** START OF EXERCISE INPUTS **

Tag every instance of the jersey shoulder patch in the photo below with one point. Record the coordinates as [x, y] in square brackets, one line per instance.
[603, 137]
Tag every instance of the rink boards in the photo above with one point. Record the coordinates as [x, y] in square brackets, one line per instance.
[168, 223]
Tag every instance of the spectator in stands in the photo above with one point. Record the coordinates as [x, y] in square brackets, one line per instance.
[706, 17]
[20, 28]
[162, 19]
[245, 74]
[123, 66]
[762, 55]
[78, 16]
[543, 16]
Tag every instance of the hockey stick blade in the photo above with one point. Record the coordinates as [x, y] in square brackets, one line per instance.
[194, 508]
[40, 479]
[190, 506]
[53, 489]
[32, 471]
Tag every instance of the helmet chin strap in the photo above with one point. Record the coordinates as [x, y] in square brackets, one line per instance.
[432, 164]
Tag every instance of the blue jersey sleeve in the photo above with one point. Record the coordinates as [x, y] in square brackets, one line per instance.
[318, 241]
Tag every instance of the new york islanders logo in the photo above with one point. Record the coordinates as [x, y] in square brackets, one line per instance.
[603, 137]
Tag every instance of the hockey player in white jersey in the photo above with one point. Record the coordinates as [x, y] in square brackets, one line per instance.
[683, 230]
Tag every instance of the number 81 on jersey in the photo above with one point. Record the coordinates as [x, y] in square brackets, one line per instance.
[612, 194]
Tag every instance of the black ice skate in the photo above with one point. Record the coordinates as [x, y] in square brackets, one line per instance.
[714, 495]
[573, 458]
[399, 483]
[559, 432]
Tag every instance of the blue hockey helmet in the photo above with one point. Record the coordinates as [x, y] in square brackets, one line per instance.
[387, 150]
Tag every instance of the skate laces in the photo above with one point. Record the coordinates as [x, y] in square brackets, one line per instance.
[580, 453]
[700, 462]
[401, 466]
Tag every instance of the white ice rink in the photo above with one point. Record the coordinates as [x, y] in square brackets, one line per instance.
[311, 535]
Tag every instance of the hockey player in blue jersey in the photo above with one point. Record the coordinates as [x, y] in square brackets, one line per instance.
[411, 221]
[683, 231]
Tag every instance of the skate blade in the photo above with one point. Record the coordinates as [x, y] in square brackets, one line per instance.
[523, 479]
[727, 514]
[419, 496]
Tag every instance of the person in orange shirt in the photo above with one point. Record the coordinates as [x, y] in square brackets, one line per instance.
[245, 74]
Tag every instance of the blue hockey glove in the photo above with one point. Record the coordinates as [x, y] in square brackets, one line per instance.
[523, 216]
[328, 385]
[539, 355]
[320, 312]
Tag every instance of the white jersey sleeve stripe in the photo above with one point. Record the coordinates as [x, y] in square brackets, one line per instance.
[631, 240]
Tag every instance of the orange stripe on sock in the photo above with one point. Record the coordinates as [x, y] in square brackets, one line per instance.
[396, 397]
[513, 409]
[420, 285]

** END OF EXERCISE INPUTS **

## EXERCISE GOAL
Place every line of the records above into a JSON list of strings, one string per line, with blank lines left out.

## WRITTEN SOLUTION
[
  "Tag every instance of the jersey shoulder patch in the photo below with one point. Record the coordinates as [x, y] in square brackets, one line per instance.",
  "[603, 137]",
  "Tag every instance of the rink boards in the photo above with one point. Record the coordinates as [x, y] in square brackets, one line per instance.",
  "[168, 223]",
  "Tag every instance of the spectator in stands in the photo above with one point. Record the coordinates as [x, y] in square brackets, one line per instance.",
  "[706, 17]",
  "[20, 28]",
  "[162, 19]",
  "[245, 74]",
  "[123, 66]",
  "[762, 55]",
  "[78, 16]",
  "[543, 16]",
  "Tag every instance of the hockey stick blade in the photo above with one point. Record the coordinates as [x, y] in square brackets, one line per instance.",
  "[194, 508]",
  "[40, 479]",
  "[190, 506]",
  "[53, 489]",
  "[32, 471]",
  "Tag every instance of the helmet chin strap in the photo above with one point. Record the coordinates as [x, y] in square brackets, one line per instance.",
  "[432, 164]",
  "Tag every instance of the blue jersey sleeve in the photo above with one point. Record the coordinates as [x, y] in square brackets, one line per instance.",
  "[318, 241]",
  "Tag every instance of the new york islanders logo in the photo above with one point. Record the coordinates as [x, y] in square brackets, one line per instance.",
  "[603, 137]",
  "Tag every instance of the hockey player in white jersey in the photo above with one point. Record the coordinates as [x, y] in square brackets, one line per instance.",
  "[683, 230]",
  "Tag every instance of the number 81 on jersey in the photo above with one point. Record the coordinates as [x, y] in square brackets, one line per instance.",
  "[612, 194]",
  "Tag every instance of the black ice skate in the photo above with one point. Record the coordinates as [x, y] in square brackets, one line per instance.",
  "[714, 495]",
  "[573, 458]",
  "[399, 483]",
  "[559, 432]",
  "Tag every instance of the blue hockey helmet in the photo above with one point. Record the coordinates as [x, y] in square brackets, one line per instance.",
  "[387, 150]",
  "Tag every instance of the skate laces in the photo above with one point. Record the coordinates as [x, y] in square brackets, one line per instance.",
  "[580, 453]",
  "[700, 462]",
  "[401, 466]",
  "Tag every instance of the white ice rink in the photo above with one point. Record the coordinates as [x, y] in square brackets, one line per instance.",
  "[311, 535]",
  "Tag every instance of the hockey player in blue jersey in the photo above with one point. Record the coordinates as [x, y] in square brackets, one line per instance.",
  "[411, 221]",
  "[683, 231]",
  "Tag every instance of the skate blade in the photo above with one point. Record the coordinates as [x, y] in square brackets, one line per instance.",
  "[523, 479]",
  "[727, 514]",
  "[419, 496]",
  "Tag every instance of the person in orange shirt in the photo above with one point. Record the coordinates as [x, y] in square brackets, one line per instance.",
  "[245, 74]",
  "Tag every instance of the blue hockey glove in the photo above with one point. Record the coordinates as [x, y] in square brackets, one line per instance.",
  "[523, 216]",
  "[328, 385]",
  "[539, 355]",
  "[320, 312]",
  "Tag every instance of the white jersey sleeve stripe in the photo above with one point. Record the coordinates as [x, y] in square brackets, one line per instance.",
  "[631, 240]",
  "Tag every instance of the orange stripe on sock in the photo above with one point. Record the coordinates as [x, y] in square brackets, one line per instance.",
  "[396, 397]",
  "[513, 409]",
  "[420, 285]"
]